Teks Sumber:
CENDRAWASIH POST
Sabtu, 10 Sept 2005











Johny dan Sihombing, Bebas 

Terkait Kasus HAM Abepura, Kajagung Langsung Ajukan Kasasi 

JAKARTA-Kejagung benar-benar tidak terima atas vonis bebas terdakwa kasus 
pelanggaran HAM berat di Abepura, Brigjen Pol Drs Jhony Wainal Usman dan Kombes 
Pol Daud Sihombing SH. Buktinya, begitu mendengar pembebasan tersebut, Jaksa 
Agung Abdul Rachman Saleh langsung memerintahkan pengajuan kasasi atas kasus 
tersebut. 

Seperti diketahui dalam sidang kasus pelanggaran HAM berat Abepura di 
Pengadilan HAM Makassar dengan dua terdakwa yakni, Brigjen Pol. Drs Johny 
Wainal Usman (mantan Dansat Brimobda Papua) dan Kombes. Daud Sihombing SH 
(mantan Kapolres Jayapura) diputuskan tidak bersalah alias bebas. Mereka bebas 
dari tuntutan hukuman dari sidang kasus penggaran HAM berat di Abepura yang 
terjadi pada tahun 2000 yang lalu. 

Sidang kedua terdakwa tersebut dilakukan pada hari yang beberbeda. Daud 
Sihombing sendiri disidang Jumat (9/9) kemarin, sedangkan Johny Wainal Usman 
digelar sehari sebelumnya, Kamis (8/9). 

Kapuspenkum Kejagung Soehandoyo menegaskan, Jaksa Agung telah berkomunikasi 
dengan Direktur Pelanggaran HAM berat Kejagung untuk segera disiapkan 
permohonan kasasi ke MA (Mahkamah Agung) dalam kasus Abepura. ''Sesuai 
ketentuan, memori kasasi akan diajukan dalam tempo 14 hari sejak putusan 
dikeluarkan. Ini instruksi langsung Jaksa Agung,'' tegas Soehandoyo di Gedung 
Kejagung Jakarta kemarin. 

Lebih lanjut Soehandoyo mengatakan, tim Jaksa Penuntut Umum dari Kejaksaan 
Negeri Makassar yang dipimpin oleh Milan Syarif SH yang menangani perkara 
tersebut akan mendatangi pimpinan Kejagung untuk melaporkan sekaligus meminta 
petunjuk sebelum mengajukan memori kasasi ke MA.''Nantinya tim Jaksa akan 
segera mempelajari pertimbangan hukum yang memutuskan terdakwa bebas murni dan 
mencari kelemahannya untuk dijadikan dasar dalam memori kasasi untuk diajukan 
ke Mahkamah Agung," kata Soehandoyo. 

Seperti diketahui, Jhony Wainal Usman adalah mantan Dansat Brimob Polda Papua 
dan Kombes Daud Sihombing SH (mantan Kapolretas Jayapura) yang diajukan ke 
pengadilan dengan tuduhan kejahatan terhadap kemanusiaan berupa pembunuhan dan 
penyiksaan terhadap penduduk sipil pasca penyerangan Mapolsek Abepura. Majelis 
hakim di Pengadilan Ad Hoc HAM Berat di Makassar menjatuhkan putusan bebas 
kendati jaksa sebelumnya menuntut hukuman penjara 10 tahun. Majelis hakim yang 
memimpin persidangan adalah Djallaludin. Selain diputus bebas murni, Hakim juga 
menolak tuntuan kompensasi, rehabilitasi dan restitusi yang diajukan para 
korban. Dalam putusan tersebut juga terdapat dissenting opinion dari salah satu 
anggota Hajelis Hakim Gun Supriyadi.

Data yang Diberikan:
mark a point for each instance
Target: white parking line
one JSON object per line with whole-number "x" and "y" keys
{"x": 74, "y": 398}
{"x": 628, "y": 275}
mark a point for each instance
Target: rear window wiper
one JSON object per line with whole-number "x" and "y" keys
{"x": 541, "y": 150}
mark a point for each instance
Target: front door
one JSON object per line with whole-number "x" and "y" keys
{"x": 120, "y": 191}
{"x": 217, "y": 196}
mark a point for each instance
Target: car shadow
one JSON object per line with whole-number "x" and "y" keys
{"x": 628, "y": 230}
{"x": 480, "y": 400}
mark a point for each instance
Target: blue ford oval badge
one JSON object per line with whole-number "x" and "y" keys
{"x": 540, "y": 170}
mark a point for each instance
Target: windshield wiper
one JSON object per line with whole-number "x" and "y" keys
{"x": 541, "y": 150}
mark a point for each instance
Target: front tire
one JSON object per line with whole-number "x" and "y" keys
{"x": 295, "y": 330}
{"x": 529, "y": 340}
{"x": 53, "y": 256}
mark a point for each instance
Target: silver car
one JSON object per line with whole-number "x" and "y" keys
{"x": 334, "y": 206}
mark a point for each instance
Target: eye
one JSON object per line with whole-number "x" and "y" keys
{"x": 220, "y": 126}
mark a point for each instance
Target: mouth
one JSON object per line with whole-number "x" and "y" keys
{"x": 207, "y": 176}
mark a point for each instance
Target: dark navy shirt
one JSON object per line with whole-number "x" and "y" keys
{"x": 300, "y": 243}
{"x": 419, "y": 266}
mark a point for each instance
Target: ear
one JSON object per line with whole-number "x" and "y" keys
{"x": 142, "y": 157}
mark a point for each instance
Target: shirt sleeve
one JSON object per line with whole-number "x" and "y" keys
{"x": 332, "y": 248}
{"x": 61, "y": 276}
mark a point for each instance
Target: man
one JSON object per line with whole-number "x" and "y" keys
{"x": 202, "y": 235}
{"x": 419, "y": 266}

Petunjuk Tugas:
(A) Jawablah pertanyaan berikut berdasarkan berita kasus HAM Abepura.
(i) Pada hari apa Daud Sihombing disidang?
(ii) Berapa lama hukuman penjara yang sebelumnya dituntut jaksa?
(iii) Siapa yang memimpin tim Jaksa Penuntut Umum dari Kejaksaan Negeri Makassar?
(B) Salin dengan tepat bagian berita kasus HAM Abepura yang diawali kata-kata "JAKARTA-Kejagung benar-benar tidak" dan diakhiri kata-kata "2000 yang lalu.".
(C) Tulislah lanjutan berita kasus HAM Abepura setelah kalimat terakhirnya.
Butir-butir tersebut merupakan bahan tersendiri yang terpisah dari berita kasus HAM Abepura.

Jawaban Tugas:
(A)
(i) Jumat (9/9).
(ii) 10 tahun.
(iii) Milan Syarif SH.

(B)
JAKARTA-Kejagung benar-benar tidak terima atas vonis bebas terdakwa kasus 
pelanggaran HAM berat di Abepura, Brigjen Pol Drs Jhony Wainal Usman dan Kombes 
Pol Daud Sihombing SH. Buktinya, begitu mendengar pembebasan tersebut, Jaksa 
Agung Abdul Rachman Saleh langsung memerintahkan pengajuan kasasi atas kasus 
tersebut. 

Seperti diketahui dalam sidang kasus pelanggaran HAM berat Abepura di 
Pengadilan HAM Makassar dengan dua terdakwa yakni, Brigjen Pol. Drs Johny 
Wainal Usman (mantan Dansat Brimobda Papua) dan Kombes. Daud Sihombing SH 
(mantan Kapolres Jayapura) diputuskan tidak bersalah alias bebas. Mereka bebas 
dari tuntutan hukuman dari sidang kasus penggaran HAM berat di Abepura yang 
terjadi pada tahun 2000 yang lalu.

(C)
Dugaan pelanggaran HAM berat di Abepura, Papua yang menewaskan empat orang di 
Abepura, Papua pada 7 hingga 9 Desember 2000 itu disidangkan di Makassar, 
Sulawesi Selatan sesuai UU No 26 tahun 2000 tentang Pengadilan HAM yang 
mengatur Pengadilan Pelanggaran HAM Berat dilaksanakan di empat wilayah yaitu 
Jakarta, Surabaya, Makasar, dan Medan. 

Jhony didakwa melakukan pelanggaran sebagaimana diatur dalam pasal 42 ayat 2 
huruf a dan huruf b juncto pasal 7 huruf b, pasal 9 huruf a dan pasal 37 UU No 
26 tahun 2000 tentang Pengadilan HAM. Sementara dakwaan ke dua bagi Jhony yaitu 
pasal 42 ayat 2 huruf a dan b, juncto pasal 7 huruf b, pasal 9 huruf h dan 
pasal 40 undang-undang yang sama. 

Menkopolkam Diminta Evaluasi// 

Koalisi LSM (Lembaga Swadaya Masyarakat) di antaranya, Perhimpunan Bantuan 
Hukum dan Hak Asasi Manusia (PBHI) dan Kontras serta Human Right Watch Group 
(HRWG) kemarin meminta Menteri Koordinator Politik Hukum dan Keamanan Widodo AS 
untuk segera mengevaluasi pengadilan Hak Asasi Manusia (HAM)Abepura.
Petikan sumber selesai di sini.